Find the line with "An <instance> block" in the entries below. Repeat it, every following line, and the line with "107L75 105L76 108L83", exactly and with nothing added.

------ Exercise input ------

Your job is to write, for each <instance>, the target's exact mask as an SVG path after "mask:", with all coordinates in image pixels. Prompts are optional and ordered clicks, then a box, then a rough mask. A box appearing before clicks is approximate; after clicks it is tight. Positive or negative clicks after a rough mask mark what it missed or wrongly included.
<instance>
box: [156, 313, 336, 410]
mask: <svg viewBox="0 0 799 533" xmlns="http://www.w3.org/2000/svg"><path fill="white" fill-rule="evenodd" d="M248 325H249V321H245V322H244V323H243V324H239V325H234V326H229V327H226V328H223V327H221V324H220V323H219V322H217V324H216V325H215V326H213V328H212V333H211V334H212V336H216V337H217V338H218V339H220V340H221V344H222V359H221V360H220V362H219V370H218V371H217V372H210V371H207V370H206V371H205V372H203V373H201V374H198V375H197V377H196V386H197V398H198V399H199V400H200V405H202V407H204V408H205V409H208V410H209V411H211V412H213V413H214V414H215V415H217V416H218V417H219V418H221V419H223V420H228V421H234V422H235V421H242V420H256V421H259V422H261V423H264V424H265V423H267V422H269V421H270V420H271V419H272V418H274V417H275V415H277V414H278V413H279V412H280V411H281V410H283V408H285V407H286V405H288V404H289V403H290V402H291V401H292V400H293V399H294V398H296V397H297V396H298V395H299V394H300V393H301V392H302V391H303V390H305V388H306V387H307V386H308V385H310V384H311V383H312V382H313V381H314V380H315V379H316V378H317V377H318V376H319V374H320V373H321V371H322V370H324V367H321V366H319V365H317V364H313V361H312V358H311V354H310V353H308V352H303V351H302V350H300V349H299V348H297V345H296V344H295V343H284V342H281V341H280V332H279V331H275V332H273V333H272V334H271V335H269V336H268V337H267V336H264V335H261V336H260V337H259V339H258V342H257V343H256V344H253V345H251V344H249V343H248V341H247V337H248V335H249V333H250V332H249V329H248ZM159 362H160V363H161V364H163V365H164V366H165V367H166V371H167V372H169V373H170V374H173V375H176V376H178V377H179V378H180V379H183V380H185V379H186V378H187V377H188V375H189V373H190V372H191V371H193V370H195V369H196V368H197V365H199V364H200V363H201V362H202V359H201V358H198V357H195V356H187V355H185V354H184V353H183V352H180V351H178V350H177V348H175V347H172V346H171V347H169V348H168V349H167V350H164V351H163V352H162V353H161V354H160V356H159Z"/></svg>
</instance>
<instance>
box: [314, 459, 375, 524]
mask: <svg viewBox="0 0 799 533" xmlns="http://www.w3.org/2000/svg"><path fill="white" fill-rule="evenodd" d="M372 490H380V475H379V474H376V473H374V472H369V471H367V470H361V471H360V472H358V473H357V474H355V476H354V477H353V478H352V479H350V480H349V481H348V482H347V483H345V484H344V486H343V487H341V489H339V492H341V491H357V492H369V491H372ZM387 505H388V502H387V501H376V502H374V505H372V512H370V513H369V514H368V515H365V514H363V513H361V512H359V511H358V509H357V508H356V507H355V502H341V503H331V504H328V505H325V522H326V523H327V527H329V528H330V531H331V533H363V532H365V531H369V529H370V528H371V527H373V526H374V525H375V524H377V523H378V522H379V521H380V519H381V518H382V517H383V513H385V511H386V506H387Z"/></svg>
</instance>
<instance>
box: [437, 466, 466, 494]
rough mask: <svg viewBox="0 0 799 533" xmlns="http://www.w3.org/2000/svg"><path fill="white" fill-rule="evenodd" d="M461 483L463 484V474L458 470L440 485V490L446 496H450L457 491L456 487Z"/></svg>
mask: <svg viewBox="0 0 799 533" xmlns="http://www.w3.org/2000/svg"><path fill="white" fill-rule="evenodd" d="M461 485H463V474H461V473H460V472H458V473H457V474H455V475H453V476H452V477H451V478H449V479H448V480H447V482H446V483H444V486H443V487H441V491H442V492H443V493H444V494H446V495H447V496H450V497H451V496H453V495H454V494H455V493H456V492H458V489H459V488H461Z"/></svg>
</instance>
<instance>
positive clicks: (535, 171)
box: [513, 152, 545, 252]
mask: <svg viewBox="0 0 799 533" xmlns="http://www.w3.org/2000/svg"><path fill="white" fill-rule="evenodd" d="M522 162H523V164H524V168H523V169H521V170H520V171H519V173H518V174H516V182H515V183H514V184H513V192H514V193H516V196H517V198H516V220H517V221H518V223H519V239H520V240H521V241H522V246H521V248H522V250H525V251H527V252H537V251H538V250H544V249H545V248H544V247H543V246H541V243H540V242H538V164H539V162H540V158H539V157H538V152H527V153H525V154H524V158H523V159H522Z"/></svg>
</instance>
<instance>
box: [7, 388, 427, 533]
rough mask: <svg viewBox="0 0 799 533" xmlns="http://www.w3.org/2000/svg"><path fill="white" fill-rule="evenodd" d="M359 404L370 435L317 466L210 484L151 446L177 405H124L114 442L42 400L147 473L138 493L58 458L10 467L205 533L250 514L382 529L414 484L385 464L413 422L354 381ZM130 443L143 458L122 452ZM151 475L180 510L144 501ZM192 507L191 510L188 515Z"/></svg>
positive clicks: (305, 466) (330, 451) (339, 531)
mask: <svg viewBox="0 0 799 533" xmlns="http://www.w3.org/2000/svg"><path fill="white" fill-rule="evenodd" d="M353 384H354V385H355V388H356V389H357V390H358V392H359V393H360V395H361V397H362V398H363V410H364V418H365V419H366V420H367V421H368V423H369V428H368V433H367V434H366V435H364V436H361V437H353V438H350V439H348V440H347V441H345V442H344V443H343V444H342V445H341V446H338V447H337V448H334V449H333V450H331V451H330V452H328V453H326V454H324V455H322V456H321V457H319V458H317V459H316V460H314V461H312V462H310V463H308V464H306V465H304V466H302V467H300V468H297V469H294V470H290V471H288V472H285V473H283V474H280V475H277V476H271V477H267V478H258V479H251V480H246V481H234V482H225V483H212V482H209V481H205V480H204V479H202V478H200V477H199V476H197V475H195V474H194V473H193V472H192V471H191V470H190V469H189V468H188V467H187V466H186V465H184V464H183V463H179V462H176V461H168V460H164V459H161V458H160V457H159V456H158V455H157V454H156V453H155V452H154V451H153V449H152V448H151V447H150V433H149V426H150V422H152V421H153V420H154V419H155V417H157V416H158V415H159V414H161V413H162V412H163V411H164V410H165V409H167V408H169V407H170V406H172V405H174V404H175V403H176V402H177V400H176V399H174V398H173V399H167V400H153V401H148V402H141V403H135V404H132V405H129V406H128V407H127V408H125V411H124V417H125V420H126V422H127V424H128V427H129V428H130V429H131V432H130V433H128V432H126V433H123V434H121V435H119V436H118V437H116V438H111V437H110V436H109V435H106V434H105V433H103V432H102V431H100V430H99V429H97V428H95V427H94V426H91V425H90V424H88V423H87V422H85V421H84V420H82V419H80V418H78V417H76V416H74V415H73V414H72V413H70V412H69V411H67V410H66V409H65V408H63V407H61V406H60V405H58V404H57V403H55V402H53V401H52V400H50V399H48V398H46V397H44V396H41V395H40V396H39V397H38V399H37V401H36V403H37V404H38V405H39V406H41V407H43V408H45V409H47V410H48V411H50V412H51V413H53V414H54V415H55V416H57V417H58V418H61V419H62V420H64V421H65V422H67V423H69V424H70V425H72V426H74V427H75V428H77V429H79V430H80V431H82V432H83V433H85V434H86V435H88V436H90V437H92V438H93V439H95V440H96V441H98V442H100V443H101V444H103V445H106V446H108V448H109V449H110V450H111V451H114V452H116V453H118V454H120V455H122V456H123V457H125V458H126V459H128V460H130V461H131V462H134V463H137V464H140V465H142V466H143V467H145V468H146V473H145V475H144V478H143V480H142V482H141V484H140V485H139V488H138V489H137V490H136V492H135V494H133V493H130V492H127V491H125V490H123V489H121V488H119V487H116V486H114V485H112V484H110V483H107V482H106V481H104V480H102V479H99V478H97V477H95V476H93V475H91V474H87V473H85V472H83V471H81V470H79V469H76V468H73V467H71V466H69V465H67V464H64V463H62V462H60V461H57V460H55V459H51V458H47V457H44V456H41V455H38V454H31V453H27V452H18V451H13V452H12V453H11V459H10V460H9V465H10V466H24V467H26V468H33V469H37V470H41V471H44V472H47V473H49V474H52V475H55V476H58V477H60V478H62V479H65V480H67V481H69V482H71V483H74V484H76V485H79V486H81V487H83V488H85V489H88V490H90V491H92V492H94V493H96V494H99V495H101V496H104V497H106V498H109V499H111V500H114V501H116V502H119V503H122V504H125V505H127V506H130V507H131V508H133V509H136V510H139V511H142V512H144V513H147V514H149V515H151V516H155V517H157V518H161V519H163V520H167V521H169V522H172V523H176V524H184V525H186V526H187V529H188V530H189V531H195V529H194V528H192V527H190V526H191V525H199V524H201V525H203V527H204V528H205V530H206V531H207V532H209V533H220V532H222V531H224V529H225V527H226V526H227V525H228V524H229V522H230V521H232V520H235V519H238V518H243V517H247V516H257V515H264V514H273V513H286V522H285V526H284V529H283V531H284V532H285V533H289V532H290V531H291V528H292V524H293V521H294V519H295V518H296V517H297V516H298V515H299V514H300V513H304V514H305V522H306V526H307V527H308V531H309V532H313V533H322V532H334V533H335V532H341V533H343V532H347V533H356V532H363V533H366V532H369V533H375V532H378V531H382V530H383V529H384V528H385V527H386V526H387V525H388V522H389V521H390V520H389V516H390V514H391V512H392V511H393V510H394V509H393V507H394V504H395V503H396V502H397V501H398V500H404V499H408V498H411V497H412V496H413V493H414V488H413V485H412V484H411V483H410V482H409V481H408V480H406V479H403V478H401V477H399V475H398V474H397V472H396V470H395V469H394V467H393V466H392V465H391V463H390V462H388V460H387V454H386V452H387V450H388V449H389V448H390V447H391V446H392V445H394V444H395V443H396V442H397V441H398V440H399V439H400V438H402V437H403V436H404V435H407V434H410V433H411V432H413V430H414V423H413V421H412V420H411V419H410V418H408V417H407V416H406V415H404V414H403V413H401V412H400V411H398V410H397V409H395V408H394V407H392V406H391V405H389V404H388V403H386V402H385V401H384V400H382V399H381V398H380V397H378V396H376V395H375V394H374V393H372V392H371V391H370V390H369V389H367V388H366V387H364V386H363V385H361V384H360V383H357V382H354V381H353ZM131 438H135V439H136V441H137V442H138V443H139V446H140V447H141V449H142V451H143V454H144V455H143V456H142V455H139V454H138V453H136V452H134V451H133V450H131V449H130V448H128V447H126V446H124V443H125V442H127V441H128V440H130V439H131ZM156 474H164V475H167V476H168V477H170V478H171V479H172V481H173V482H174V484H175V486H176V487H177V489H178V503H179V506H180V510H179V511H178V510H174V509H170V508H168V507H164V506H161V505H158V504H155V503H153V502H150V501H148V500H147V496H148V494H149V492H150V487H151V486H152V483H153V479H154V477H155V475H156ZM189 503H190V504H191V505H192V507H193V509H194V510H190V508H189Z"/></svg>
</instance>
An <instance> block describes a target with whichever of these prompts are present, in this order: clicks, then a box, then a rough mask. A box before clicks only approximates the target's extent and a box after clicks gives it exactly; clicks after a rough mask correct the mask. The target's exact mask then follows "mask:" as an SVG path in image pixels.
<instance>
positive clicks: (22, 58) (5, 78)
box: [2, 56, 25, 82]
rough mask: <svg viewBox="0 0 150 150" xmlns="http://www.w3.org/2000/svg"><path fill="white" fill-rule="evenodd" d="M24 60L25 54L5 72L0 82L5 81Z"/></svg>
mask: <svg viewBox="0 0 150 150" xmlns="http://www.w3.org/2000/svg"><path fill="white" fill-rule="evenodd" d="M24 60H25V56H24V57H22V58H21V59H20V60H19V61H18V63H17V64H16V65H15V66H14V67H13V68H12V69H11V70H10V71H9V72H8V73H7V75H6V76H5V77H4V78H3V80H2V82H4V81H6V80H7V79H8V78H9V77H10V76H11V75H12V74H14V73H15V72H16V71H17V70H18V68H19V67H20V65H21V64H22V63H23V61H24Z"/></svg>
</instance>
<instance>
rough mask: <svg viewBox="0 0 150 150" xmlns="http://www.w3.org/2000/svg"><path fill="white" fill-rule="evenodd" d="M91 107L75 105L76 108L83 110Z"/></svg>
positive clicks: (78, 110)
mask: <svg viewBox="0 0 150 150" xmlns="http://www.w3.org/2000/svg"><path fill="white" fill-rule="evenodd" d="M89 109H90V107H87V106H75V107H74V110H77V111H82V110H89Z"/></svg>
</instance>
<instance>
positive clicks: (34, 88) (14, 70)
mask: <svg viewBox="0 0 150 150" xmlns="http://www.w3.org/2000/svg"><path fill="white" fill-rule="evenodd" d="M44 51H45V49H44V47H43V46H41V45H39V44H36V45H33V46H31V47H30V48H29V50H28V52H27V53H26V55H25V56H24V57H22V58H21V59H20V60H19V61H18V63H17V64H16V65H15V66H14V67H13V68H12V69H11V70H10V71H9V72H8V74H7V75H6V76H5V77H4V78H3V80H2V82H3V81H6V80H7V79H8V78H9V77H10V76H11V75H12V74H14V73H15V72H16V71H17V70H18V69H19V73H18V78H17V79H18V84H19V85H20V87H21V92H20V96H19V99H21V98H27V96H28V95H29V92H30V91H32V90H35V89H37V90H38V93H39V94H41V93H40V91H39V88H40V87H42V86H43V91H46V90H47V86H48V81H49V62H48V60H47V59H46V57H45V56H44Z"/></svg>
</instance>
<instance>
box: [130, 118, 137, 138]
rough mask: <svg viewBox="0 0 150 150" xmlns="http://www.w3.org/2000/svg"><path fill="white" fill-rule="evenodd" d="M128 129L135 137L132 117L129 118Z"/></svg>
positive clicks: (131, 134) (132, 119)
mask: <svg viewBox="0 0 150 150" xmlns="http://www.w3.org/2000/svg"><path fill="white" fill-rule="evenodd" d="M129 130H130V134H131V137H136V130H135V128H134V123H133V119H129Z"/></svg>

------

**Finished task:**
An <instance> block describes a target with whichever of these prompts are present, in this order: clicks, then a box, then a rough mask. A box before clicks only approximates the target's extent and a box after clicks gives it exactly; clicks after a rough mask correct the mask. The target's exact mask then follows "mask:" as an SVG path in image pixels.
<instance>
positive clicks: (22, 58) (5, 78)
box: [2, 56, 25, 82]
rough mask: <svg viewBox="0 0 150 150" xmlns="http://www.w3.org/2000/svg"><path fill="white" fill-rule="evenodd" d="M24 60L25 54L5 72L0 82L5 81Z"/></svg>
mask: <svg viewBox="0 0 150 150" xmlns="http://www.w3.org/2000/svg"><path fill="white" fill-rule="evenodd" d="M24 60H25V56H24V57H22V58H21V59H20V60H19V61H18V63H17V64H16V65H15V66H14V67H13V68H12V69H11V70H10V71H9V72H8V73H7V75H6V76H5V77H4V78H3V80H2V82H4V81H6V80H7V79H8V78H9V77H10V76H11V75H12V74H14V73H15V72H16V71H17V70H18V68H19V67H20V65H21V64H22V63H23V61H24Z"/></svg>
</instance>
<instance>
rough mask: <svg viewBox="0 0 150 150" xmlns="http://www.w3.org/2000/svg"><path fill="white" fill-rule="evenodd" d="M91 107L75 105L76 108L83 110Z"/></svg>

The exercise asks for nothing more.